[Opening Available data section]

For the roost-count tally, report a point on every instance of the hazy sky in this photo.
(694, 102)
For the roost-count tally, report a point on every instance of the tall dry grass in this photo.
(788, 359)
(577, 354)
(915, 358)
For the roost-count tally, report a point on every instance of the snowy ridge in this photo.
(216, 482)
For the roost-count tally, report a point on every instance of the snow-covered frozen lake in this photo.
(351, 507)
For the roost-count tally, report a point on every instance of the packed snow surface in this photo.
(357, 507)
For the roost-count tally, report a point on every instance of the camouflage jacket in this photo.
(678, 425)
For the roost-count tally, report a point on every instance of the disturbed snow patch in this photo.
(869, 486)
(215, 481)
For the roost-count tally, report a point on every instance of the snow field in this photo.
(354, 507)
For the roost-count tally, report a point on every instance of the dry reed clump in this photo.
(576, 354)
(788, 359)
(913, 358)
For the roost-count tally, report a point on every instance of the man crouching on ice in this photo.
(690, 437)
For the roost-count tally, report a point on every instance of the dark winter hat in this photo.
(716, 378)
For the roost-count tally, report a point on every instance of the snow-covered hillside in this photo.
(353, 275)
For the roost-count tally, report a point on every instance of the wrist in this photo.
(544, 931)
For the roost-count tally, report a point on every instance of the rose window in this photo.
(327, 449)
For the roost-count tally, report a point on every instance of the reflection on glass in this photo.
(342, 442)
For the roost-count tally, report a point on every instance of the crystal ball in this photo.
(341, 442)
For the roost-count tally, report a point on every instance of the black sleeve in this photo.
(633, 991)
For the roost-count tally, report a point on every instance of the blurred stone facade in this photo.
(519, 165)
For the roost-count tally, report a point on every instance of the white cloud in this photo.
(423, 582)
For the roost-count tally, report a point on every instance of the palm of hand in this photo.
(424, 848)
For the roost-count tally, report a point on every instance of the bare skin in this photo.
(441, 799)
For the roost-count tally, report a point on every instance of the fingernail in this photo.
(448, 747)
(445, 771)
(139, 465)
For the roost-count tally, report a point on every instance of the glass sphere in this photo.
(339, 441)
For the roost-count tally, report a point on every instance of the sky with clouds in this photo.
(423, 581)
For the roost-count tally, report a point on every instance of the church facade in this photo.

[Closing Available data section]

Aim of the exercise »
Could you transcribe the whole listing exactly?

Exercise output »
For the roost-count tally, report a point on every instance of the hazy sky in this photo.
(694, 102)
For the roost-count tally, report a point on every instance of the tall dry grass in this photo.
(788, 359)
(577, 354)
(915, 358)
For the roost-count tally, report a point on every instance of the snowy ridge in this photo.
(216, 482)
For the roost-count tally, report a point on every instance of the snow-covered frozen lake in this photo.
(351, 507)
For the roost-count tally, report a point on every instance of the packed snow surface in this photo.
(357, 507)
For the roost-count tally, report a point on every instance of the camouflage jacket in this photo.
(678, 425)
For the roost-count tally, report a point on every instance of the disturbed snow patch in this photo.
(869, 486)
(215, 481)
For the roost-count tally, report a point on every instance of the snow field in this photo.
(354, 507)
For the roost-count tally, report a point on every instance of the dry reed clump in this photo.
(576, 354)
(788, 359)
(913, 358)
For the roost-count tally, report a point on every instance of the man crouching on ice in this photo.
(690, 437)
For the roost-count tally, report a point on every instance of the dark winter hat in this photo.
(716, 378)
For the roost-count tally, report a point on every instance of the snow-covered hillside in this photo.
(353, 275)
For the roost-count tally, report a point on every instance of the wrist in this photo.
(544, 931)
For the roost-count tally, report a point on every instance of the rose window in this photo.
(327, 449)
For the roost-count tally, report a point on every instance of the reflection on glass in this photo.
(342, 442)
For the roost-count tally, report a point on every instance of the crystal ball in this photo.
(341, 442)
For the roost-count tally, report a point on every instance of the black sleeve in this photo.
(633, 991)
For the roost-count tally, report a point on every instance of the blurred stone facade in this photo.
(519, 165)
For the roost-count tally, report a point on every instance of the white cloud in this photo.
(423, 582)
For the roost-count tally, report a point on every instance of the palm of hand in this photo.
(424, 848)
For the roost-count tally, report a point on every instance of the bare skin in this photo.
(441, 799)
For the roost-count tally, report a point on every instance of the fingernail in this photo.
(448, 747)
(445, 771)
(139, 465)
For the roost-count tally, report a point on every instance of the glass sphere in this photo.
(339, 441)
For the roost-count tally, report a point on every instance of the sky with clouds in this photo.
(423, 581)
For the roost-count tally, report a point on every instance of the church facade in this photo.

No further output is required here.